WHAT THIS TASK INVOLVES » Show every line in the material below in which the string "water" appears.

INFORMATION »
★ ★ ★ ★ ★ ★ ★
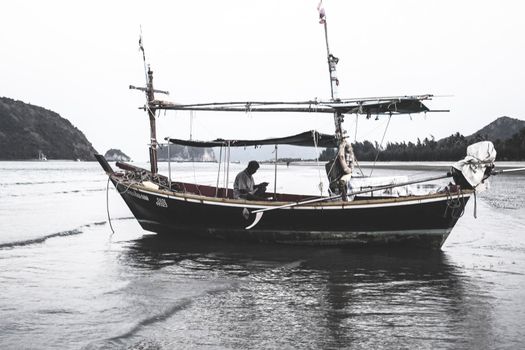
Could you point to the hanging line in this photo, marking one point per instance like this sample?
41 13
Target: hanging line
355 141
314 136
107 208
218 173
380 145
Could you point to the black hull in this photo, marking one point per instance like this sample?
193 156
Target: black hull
423 221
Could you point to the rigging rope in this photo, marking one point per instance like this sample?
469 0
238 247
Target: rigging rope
314 136
380 145
107 208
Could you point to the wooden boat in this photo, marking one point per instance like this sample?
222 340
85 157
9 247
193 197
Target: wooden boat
176 208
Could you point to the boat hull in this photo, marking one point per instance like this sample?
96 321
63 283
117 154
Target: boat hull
419 221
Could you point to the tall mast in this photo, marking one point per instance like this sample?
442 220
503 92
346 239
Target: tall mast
334 82
150 109
152 123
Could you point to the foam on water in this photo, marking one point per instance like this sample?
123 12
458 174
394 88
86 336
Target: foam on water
★ ★ ★ ★ ★ ★ ★
SOLUTION »
Could you point to the foam on water in this photo, marking one point per instance like this sample?
Target: foam on water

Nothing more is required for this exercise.